### What to do:
1 – In the log excerpt, what does Sled Agent do after the error comes back from CockroachDB?
2 – From the log excerpt, pull out the text from "We go through" to "no zone present.".
3 – According to the log excerpt, why was no zone present when they got there?

### Passage:
================

03:45:09.727Z  WARN SledAgent/RSS: failed to create filesystem
    error: Error Response: status: 500 Internal Server Error; headers: {"content-type": "application/json", "x-request-id": "b12c1590-f9c9-43e8-a9d0-761ae0b93e0a", "content-length": "124", "date": "Sun, 02 Jan 2000 03:45:09 GMT"}; value: Error { error_code: Some("Internal"), message: "Internal Server Error", request_id: "b12c1590-f9c9-43e8-a9d0-761ae0b93e0a" }

Here, RSS decides to create a dataset for CockroachDB. Sled Agent receives the request and decides to create a zone for it. The zone boots, we wait for CockroachDB to be up, and then we send the "wipe" SQL and get this error.

We go through the whole sequence again starting at 03:45:10.070Z, then 03:45:49.558Z, then 03:46:29.764Z, then 03:47:16.045Z, and so on. I think we're in an exponential backoff. Each time, RSS decides to create a dataset, Sled Agent creates the zone, we get this error from CockroachDB, and then Sled Agent tears down the zone. This explains why when we got there, there was no zone present.

================

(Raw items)

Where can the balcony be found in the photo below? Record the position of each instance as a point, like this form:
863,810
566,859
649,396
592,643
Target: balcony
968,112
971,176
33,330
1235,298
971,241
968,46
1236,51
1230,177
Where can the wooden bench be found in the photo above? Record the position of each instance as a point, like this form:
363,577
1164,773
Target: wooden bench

================

### Answers to the problems:
1 – It tears down the zone.

2 –
We go through the whole sequence again starting at 03:45:10.070Z, then 03:45:49.558Z, then 03:46:29.764Z, then 03:47:16.045Z, and so on. I think we're in an exponential backoff. Each time, RSS decides to create a dataset, Sled Agent creates the zone, we get this error from CockroachDB, and then Sled Agent tears down the zone. This explains why when we got there, there was no zone present.

3 – Each time the sequence runs, Sled Agent creates the zone, CockroachDB returns the error, and Sled Agent then tears the zone down. The sequence keeps repeating, apparently in an exponential backoff, so the zone does not stay in place.